» WHAT YOU ARE ASKED TO DO:
Copy the following lines verbatim, beginning at the line that contains "instance of lake" and stopping after the line that contains "left=91, top=94, right=201, bottom=128".

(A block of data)
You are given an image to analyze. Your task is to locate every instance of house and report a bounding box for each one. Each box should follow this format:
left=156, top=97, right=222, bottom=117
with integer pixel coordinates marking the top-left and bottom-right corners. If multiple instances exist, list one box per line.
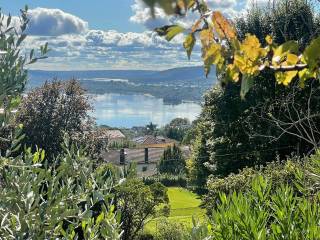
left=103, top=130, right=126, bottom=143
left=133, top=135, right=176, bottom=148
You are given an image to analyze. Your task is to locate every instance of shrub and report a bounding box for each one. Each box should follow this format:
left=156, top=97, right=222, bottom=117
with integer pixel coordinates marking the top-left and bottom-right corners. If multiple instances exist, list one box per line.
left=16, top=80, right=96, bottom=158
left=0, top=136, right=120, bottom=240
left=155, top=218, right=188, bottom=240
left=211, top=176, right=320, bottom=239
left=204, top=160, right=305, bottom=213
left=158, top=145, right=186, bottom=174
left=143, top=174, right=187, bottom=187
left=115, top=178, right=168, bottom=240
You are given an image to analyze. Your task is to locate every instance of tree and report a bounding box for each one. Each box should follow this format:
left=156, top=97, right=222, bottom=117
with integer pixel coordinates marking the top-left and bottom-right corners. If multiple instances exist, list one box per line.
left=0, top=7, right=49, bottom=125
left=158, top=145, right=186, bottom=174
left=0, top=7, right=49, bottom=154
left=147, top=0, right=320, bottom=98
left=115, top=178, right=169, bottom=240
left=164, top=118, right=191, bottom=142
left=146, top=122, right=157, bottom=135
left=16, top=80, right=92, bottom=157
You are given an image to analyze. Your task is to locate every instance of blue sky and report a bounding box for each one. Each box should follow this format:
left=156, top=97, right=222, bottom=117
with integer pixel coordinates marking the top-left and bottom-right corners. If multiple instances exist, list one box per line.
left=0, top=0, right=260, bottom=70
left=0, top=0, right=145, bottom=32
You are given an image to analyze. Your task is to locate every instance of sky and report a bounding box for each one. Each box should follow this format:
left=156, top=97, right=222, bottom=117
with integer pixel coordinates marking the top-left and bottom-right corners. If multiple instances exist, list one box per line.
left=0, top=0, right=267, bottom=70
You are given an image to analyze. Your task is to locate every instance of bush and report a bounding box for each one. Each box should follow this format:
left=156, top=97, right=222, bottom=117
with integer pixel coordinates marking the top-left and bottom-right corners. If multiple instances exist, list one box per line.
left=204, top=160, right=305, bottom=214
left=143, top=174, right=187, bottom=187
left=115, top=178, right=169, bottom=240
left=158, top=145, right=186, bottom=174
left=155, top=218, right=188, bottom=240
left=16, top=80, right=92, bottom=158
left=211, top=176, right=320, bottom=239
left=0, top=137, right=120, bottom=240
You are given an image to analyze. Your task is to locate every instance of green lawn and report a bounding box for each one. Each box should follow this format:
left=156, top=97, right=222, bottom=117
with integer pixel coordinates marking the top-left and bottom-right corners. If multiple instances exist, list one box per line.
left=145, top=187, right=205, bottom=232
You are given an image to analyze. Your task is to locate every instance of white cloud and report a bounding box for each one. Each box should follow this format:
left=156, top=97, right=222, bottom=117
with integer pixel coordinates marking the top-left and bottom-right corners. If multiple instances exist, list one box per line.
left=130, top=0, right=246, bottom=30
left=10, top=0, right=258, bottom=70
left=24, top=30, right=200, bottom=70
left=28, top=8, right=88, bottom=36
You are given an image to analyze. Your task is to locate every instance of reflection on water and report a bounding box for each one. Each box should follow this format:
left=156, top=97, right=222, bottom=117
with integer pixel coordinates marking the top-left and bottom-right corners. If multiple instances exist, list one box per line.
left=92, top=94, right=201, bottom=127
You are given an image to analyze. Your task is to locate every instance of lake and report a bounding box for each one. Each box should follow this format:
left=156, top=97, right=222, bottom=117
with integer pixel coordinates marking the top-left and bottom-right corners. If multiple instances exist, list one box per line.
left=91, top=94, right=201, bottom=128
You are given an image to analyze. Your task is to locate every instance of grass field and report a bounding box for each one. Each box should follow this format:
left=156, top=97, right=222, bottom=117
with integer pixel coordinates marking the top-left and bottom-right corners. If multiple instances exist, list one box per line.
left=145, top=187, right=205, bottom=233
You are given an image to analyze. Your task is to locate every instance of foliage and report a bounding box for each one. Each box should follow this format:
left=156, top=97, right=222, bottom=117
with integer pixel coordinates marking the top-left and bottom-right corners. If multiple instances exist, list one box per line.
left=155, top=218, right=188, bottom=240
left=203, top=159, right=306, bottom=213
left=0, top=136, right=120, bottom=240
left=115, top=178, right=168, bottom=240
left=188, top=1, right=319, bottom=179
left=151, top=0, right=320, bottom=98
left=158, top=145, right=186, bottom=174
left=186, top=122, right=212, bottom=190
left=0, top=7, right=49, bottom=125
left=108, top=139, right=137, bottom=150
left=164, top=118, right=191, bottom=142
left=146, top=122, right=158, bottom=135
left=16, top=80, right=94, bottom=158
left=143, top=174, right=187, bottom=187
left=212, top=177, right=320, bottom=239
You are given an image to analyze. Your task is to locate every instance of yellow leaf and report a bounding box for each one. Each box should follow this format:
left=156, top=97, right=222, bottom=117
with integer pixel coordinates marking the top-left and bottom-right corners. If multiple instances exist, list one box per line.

» ANSWER TO THE TASK:
You are given an image to analyze. Your task is to locate every instance of lake and report a bounding box for each one. Each box should follow this format:
left=156, top=97, right=222, bottom=117
with integer pixel coordinates marking the top-left and bottom-right corners. If multiple instances exist, list one box per line.
left=91, top=94, right=201, bottom=128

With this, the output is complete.